— BEGIN —

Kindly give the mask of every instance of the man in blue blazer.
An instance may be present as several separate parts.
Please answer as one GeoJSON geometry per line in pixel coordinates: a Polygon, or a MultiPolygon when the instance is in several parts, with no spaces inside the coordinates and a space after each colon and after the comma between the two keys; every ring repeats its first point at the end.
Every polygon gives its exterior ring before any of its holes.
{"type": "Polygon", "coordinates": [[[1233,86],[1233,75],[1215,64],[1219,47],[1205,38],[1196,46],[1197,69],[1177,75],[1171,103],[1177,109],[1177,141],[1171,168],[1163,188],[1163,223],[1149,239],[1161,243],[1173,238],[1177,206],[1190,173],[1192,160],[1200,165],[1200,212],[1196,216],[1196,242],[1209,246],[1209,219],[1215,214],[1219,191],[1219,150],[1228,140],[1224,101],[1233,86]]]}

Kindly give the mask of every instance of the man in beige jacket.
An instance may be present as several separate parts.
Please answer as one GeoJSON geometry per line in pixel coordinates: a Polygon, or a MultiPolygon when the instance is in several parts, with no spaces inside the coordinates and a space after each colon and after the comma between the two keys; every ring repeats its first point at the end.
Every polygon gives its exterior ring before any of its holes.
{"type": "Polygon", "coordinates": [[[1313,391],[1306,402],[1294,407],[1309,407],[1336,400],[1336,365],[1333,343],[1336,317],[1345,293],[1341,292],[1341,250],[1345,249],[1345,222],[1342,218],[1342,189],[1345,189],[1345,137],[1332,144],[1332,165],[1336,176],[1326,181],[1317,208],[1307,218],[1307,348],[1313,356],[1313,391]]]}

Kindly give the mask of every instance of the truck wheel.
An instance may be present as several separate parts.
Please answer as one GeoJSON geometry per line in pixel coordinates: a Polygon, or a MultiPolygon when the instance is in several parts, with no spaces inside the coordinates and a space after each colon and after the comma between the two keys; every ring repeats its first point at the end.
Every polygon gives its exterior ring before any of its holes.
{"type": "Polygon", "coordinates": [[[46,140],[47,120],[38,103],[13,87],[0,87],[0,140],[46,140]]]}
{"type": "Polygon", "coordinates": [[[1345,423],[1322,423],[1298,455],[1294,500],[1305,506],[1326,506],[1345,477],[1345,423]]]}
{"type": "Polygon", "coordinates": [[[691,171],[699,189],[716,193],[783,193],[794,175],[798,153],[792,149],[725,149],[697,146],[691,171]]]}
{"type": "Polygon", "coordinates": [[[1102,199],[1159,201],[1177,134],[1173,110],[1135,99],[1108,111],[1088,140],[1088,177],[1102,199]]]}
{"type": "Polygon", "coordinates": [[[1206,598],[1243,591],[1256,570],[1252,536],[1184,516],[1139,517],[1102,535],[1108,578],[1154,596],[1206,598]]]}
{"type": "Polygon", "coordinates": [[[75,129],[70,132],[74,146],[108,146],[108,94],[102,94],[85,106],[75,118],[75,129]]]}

— END —

To be done:
Pick out every line of the entries above that contains the word "mask", and copy each one in full.

Exercise solution:
Kindly give the mask of every instance of the man in blue blazer.
Kindly give the mask of every instance of the man in beige jacket.
Kindly give the mask of every instance of the truck wheel.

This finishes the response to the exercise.